## EXERCISE BRIEF
Please copy out, word for word, everything from the start of the listing below down to the line containing "80 22 204 162", both ends included. Leave the pictures out.
Start GIVEN INFORMATION
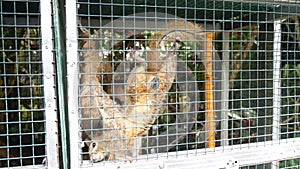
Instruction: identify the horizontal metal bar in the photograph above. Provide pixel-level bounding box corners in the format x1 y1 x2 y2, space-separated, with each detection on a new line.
82 138 300 169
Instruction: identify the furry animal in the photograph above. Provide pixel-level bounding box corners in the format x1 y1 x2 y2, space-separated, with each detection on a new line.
81 32 179 162
80 22 204 162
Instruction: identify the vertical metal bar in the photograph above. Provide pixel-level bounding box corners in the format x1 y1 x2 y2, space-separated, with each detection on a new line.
272 20 281 168
40 0 59 168
52 0 69 169
66 0 81 168
205 33 215 148
221 32 229 146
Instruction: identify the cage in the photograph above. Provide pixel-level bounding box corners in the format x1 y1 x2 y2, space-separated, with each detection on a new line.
0 0 300 169
66 0 299 168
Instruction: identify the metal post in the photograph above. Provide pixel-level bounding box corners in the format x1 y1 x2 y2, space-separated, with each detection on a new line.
66 0 81 168
221 32 229 147
52 0 69 169
272 20 281 168
40 0 59 168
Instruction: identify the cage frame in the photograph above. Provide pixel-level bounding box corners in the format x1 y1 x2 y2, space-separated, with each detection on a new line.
66 0 300 169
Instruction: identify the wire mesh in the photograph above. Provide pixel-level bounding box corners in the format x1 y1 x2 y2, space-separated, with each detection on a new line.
0 0 45 167
67 0 299 168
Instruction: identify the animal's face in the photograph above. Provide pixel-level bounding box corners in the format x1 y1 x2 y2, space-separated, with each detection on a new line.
89 141 111 162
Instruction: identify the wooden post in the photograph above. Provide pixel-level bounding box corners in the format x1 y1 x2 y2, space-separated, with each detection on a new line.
204 33 215 148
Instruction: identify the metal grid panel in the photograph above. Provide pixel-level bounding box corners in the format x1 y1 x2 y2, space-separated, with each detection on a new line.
0 0 56 168
67 0 300 168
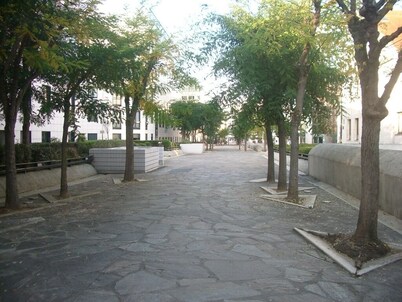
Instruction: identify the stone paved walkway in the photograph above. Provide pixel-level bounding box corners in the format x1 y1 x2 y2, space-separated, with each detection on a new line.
0 147 402 302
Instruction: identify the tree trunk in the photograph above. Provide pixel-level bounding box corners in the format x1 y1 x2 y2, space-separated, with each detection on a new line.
End GIVEN INFORMATION
## RESPONSE TO THE EXERCISE
Instruction: identify the horizontal metal bar in the photograph above. Provide pixel-level bounding box corners in the format x1 y1 x2 y2, space-separated, with each detection on a new line.
82 138 300 169
Instruction: identify the furry animal in the photograph above. Provide pixel-level bounding box corners in the format x1 y1 x2 y2, space-separated, with each detection on a new line.
81 32 179 162
80 22 204 162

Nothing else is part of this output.